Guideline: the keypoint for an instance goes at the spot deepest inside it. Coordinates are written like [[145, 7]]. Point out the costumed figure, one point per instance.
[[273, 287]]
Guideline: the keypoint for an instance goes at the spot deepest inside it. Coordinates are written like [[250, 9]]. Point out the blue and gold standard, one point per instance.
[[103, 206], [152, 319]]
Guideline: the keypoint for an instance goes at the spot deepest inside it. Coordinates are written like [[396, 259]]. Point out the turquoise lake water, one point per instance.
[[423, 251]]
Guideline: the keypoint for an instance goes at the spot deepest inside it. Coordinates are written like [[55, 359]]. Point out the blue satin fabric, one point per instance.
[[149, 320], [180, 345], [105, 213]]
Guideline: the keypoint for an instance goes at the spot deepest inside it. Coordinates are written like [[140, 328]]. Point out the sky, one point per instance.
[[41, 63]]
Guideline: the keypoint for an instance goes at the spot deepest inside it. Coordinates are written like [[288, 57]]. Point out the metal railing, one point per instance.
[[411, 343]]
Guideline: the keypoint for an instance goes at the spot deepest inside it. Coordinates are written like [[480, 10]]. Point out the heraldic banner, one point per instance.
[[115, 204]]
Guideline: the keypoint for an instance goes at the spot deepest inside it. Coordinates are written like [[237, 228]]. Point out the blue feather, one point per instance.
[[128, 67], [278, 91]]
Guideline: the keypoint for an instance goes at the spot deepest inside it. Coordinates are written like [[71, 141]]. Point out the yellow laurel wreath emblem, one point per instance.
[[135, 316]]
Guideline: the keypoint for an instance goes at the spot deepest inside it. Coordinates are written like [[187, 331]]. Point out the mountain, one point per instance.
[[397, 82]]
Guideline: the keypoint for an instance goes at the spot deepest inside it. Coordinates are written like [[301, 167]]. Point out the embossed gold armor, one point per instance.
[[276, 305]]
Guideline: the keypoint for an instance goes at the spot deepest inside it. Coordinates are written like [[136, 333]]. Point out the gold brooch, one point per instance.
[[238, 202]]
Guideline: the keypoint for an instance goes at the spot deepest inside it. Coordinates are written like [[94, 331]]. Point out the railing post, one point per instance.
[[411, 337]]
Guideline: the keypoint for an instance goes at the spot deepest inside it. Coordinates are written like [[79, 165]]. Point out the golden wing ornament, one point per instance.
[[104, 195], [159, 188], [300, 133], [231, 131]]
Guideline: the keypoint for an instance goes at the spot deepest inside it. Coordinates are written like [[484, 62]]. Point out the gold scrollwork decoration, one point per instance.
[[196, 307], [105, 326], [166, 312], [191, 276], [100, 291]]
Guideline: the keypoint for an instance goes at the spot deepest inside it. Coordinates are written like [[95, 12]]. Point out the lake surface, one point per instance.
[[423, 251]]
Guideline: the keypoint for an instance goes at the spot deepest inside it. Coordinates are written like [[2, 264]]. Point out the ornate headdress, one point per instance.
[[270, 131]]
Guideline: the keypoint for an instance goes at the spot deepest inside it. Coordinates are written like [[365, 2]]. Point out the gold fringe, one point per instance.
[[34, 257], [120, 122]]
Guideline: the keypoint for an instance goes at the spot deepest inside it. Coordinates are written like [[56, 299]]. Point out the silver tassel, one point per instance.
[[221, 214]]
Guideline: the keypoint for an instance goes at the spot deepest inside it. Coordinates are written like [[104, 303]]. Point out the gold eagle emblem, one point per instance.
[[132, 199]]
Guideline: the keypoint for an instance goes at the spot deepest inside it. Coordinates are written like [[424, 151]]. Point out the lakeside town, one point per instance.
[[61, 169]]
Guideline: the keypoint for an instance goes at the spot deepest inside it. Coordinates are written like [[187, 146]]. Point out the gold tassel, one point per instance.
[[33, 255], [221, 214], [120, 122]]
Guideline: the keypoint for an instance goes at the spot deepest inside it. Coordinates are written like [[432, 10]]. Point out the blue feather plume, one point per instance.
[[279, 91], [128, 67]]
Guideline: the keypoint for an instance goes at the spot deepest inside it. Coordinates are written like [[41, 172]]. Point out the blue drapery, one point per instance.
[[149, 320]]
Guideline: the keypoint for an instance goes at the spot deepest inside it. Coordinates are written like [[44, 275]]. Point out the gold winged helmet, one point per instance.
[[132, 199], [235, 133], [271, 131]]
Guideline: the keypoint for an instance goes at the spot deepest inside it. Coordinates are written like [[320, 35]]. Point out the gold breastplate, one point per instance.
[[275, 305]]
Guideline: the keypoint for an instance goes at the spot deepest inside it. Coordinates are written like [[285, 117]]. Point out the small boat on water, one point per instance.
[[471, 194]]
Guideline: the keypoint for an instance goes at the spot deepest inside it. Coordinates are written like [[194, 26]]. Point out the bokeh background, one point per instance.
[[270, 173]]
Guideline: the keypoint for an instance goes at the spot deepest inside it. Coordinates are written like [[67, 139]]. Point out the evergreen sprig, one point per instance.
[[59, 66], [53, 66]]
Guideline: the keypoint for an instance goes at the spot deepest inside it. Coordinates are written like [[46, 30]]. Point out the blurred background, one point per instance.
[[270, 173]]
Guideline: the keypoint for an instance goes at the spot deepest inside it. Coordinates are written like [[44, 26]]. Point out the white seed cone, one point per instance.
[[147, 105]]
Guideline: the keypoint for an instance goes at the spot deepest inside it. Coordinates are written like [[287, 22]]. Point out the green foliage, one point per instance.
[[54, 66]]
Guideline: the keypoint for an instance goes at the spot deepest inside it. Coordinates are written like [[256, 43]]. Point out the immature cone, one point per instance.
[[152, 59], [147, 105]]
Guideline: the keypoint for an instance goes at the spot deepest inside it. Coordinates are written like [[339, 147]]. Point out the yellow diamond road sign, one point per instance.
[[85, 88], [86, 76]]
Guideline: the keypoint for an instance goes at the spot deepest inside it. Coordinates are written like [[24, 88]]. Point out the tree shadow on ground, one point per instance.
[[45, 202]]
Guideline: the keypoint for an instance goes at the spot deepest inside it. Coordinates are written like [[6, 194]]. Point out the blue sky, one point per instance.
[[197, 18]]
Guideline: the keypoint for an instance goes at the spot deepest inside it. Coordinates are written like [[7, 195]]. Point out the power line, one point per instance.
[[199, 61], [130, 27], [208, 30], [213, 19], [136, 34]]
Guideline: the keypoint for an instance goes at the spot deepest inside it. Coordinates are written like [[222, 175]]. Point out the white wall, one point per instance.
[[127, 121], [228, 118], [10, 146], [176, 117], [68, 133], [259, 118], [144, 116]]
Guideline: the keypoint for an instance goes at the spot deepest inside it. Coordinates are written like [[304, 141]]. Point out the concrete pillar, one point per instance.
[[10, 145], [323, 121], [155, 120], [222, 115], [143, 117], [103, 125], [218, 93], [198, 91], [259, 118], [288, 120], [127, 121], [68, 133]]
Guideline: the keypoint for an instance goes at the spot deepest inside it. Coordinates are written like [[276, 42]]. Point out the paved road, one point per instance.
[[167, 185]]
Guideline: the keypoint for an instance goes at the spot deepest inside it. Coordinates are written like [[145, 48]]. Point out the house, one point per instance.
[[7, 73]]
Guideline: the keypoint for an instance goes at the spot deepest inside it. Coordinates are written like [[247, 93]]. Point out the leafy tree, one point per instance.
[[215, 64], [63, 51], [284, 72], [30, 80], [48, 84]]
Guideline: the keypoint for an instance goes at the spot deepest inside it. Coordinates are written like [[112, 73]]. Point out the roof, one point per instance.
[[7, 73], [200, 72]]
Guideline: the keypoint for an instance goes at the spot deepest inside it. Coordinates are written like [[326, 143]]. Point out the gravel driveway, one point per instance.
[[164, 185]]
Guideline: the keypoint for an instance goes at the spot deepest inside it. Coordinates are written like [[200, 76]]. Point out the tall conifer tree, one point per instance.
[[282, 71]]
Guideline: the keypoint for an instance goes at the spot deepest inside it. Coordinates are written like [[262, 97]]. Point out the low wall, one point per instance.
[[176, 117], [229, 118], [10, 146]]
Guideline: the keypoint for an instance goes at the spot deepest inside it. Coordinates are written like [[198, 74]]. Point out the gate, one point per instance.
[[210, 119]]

———

▶ **Problem to solve**:
Format the lines as a numbered list, omitting any blank lines. Begin at the line that contains "conifer tree, one point per instance." and continue through the last line.

▶ **Answer to this problem**:
1. Guideline: the keypoint for an instance goes at the spot deepest inside it. Coordinates are written like [[200, 76]]. Point out the tall conifer tree, one point per instance.
2. [[282, 71]]
3. Guideline: the keypoint for an instance goes at the spot deepest inside it. Coordinates are written like [[262, 97]]. Point out the low wall, one point per instance.
4. [[176, 117], [229, 118], [10, 146]]
5. Guideline: the keypoint for an instance goes at the spot deepest inside it. Coordinates are written like [[198, 74]]. Point out the gate, one point per instance.
6. [[210, 119]]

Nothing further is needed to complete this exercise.